[Data for analysis Boundary: Start]
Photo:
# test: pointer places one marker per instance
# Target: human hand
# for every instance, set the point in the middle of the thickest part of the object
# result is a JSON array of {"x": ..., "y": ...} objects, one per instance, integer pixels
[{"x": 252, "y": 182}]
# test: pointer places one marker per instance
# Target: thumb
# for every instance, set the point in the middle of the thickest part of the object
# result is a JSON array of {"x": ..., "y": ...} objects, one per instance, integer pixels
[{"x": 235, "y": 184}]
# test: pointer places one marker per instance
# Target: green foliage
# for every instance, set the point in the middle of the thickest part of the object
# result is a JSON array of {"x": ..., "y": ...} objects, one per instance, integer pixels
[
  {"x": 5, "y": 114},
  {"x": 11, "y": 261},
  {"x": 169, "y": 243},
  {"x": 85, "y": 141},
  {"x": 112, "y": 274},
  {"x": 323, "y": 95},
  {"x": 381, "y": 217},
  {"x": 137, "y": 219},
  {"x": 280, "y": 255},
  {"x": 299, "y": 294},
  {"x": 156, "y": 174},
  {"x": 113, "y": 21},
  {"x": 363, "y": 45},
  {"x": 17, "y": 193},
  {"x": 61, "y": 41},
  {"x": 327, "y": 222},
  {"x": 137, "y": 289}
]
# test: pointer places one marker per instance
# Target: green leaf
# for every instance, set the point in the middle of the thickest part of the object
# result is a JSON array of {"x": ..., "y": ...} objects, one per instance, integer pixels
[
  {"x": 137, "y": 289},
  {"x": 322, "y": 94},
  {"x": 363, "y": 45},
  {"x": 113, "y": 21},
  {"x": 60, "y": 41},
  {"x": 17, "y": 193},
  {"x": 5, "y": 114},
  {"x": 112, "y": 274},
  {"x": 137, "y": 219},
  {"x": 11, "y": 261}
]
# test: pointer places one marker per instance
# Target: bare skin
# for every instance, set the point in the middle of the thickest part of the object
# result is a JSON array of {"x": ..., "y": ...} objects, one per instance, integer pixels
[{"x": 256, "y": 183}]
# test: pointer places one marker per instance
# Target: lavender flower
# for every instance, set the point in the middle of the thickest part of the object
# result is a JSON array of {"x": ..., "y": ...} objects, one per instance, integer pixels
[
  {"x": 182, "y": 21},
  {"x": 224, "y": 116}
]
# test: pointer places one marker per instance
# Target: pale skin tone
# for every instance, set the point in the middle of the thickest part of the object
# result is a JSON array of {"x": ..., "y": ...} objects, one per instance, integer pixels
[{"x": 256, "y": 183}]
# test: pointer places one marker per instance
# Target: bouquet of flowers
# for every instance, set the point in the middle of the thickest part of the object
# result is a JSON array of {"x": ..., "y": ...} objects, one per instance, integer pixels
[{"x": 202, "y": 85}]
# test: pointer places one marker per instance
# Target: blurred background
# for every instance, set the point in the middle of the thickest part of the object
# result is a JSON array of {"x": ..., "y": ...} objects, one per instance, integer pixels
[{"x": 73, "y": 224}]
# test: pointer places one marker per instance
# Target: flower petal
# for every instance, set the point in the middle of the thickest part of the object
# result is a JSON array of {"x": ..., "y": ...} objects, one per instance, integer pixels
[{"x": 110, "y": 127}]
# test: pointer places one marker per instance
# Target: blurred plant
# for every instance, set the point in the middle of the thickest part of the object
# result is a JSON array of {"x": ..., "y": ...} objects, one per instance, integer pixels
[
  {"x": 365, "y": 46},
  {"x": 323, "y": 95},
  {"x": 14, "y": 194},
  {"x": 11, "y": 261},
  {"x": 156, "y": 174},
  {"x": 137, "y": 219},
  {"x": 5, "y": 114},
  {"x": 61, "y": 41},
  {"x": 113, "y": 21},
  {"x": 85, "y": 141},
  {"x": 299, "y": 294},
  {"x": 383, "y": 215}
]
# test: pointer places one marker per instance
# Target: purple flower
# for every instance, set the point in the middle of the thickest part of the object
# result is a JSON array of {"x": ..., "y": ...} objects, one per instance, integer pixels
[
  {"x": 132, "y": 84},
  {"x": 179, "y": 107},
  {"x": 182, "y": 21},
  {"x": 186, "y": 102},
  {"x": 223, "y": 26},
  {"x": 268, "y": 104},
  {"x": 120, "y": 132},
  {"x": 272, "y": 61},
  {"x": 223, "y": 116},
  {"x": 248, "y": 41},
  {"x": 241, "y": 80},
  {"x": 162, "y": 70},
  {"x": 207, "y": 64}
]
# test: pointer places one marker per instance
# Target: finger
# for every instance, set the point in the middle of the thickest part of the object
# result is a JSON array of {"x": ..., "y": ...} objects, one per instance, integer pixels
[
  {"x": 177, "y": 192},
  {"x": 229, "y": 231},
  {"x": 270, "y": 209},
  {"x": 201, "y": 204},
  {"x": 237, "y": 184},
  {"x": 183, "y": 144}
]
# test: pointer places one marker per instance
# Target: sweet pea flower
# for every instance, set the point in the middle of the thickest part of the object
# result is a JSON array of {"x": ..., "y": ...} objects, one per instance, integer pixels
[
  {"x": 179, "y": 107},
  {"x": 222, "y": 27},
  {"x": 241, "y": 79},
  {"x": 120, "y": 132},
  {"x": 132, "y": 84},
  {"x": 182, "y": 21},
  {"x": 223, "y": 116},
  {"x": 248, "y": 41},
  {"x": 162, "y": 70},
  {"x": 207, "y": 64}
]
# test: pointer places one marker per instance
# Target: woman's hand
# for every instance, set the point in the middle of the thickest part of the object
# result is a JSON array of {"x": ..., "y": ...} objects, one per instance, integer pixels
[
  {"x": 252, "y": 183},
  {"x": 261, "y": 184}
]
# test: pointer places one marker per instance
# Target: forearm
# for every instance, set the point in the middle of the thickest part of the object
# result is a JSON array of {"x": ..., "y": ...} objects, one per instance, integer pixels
[Data for analysis Boundary: End]
Find every line in the records above that contains the word "blurred", and copy each one.

Answer box:
# Target: blurred background
# Target: blurred plant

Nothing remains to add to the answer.